(Records contained in a dataset)
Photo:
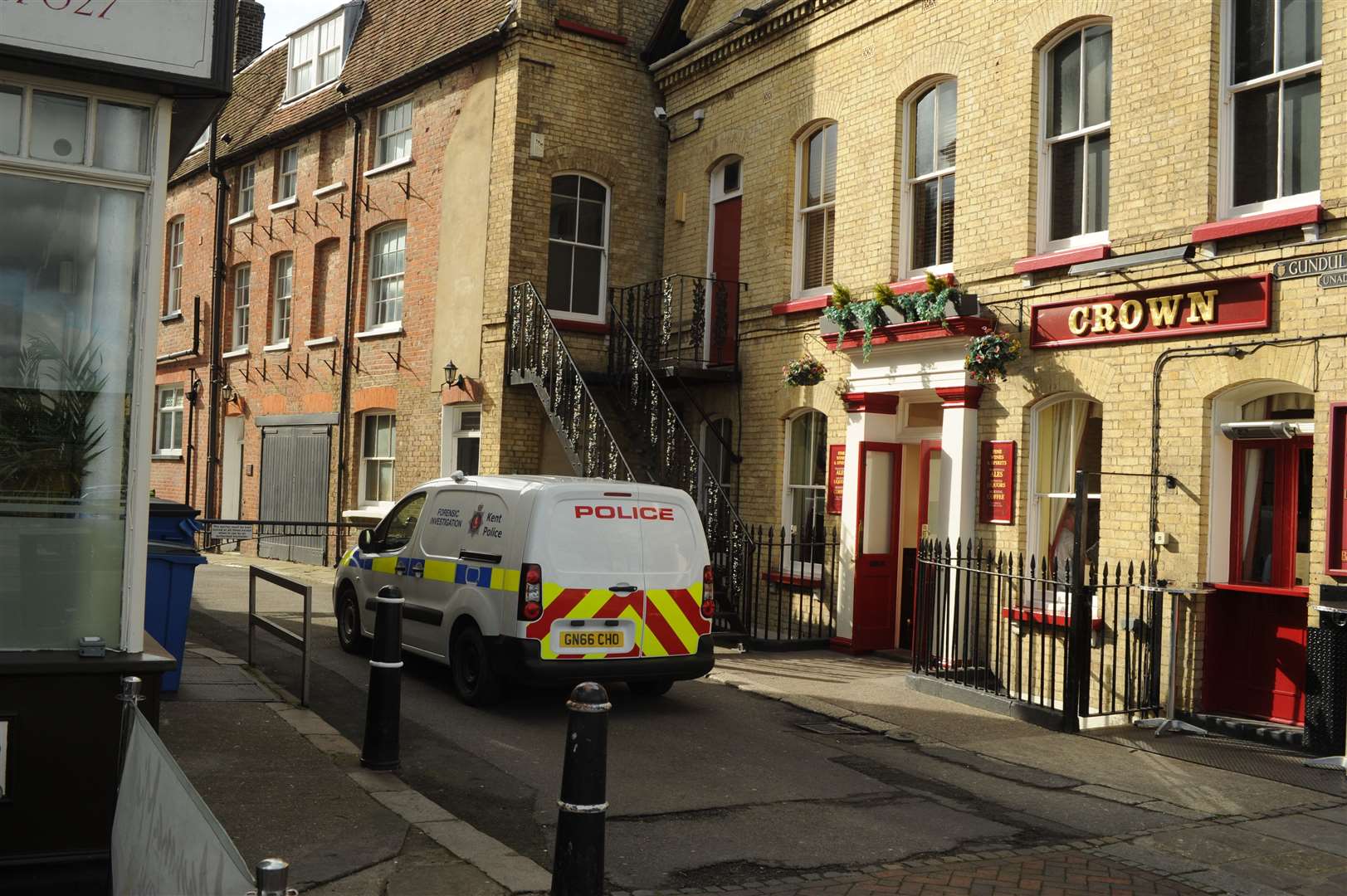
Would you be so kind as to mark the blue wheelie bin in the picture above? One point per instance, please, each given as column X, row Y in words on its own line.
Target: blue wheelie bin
column 170, row 572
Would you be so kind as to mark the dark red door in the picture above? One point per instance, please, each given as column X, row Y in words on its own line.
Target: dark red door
column 877, row 555
column 722, row 309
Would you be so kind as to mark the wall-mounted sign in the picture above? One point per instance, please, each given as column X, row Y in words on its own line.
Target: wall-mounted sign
column 1310, row 265
column 1169, row 311
column 837, row 470
column 996, row 501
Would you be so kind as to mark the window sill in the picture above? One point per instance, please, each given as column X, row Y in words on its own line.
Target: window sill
column 1061, row 259
column 388, row 166
column 383, row 329
column 1258, row 222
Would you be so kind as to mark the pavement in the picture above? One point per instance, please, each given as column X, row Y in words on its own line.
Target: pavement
column 784, row 772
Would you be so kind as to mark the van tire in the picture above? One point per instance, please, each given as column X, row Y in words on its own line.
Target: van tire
column 471, row 665
column 348, row 621
column 657, row 688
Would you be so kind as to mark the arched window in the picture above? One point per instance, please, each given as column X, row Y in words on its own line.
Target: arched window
column 815, row 217
column 1076, row 110
column 1066, row 434
column 577, row 248
column 806, row 473
column 930, row 177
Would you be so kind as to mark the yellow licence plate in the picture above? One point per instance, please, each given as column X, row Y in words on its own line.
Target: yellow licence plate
column 589, row 639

### WHAT YOU WILL DO
Repeat the data exactly. Pictures should not appear.

### EXERCISE ANSWER
Photo:
Would you be so kind as to mark the blue wheelie bin in the picture above? One point per instance, please, each given as column X, row Y in words on its own line.
Target: blue wheelie bin
column 170, row 572
Would you be so kind as to mark the dark red door in the picture above? One point per instance, please, each given as column X, row Y in words on its own line.
Target: dark red door
column 877, row 555
column 722, row 309
Would you be so kind as to mark the wall-mounted sign in the picture above? One point per instance, please, each given as column X, row Y in words on its own line.
Target: wall-mounted sign
column 1310, row 265
column 1169, row 311
column 837, row 470
column 996, row 501
Would you be so kind as to mark the window sill in the picture above? One point per instance, please, each given as column X, row Y in words on its own line.
Target: window sill
column 1061, row 259
column 388, row 166
column 383, row 329
column 1258, row 222
Would you be so kind as to mark the pavement in the picture above? One point per instance, please, each given as column X, row Y in words on its own line.
Target: pavement
column 784, row 772
Would you be so kind as to mark the van tire in the picture above? One point per instance, please, each given as column X, row Y in words on its own line.
Target: van tire
column 471, row 665
column 348, row 621
column 657, row 688
Would you be so kind as to mark the arched window in the picture above? One point per instance, please, each given as column X, row Y in words on its own line.
Target: arched window
column 815, row 217
column 1076, row 110
column 1066, row 434
column 577, row 248
column 806, row 473
column 930, row 177
Would you be so kind as to mark the yellow licence plate in the picture above? One point per instance, please, each given as column X, row Y in words on its own line.
Target: yellow licence plate
column 589, row 639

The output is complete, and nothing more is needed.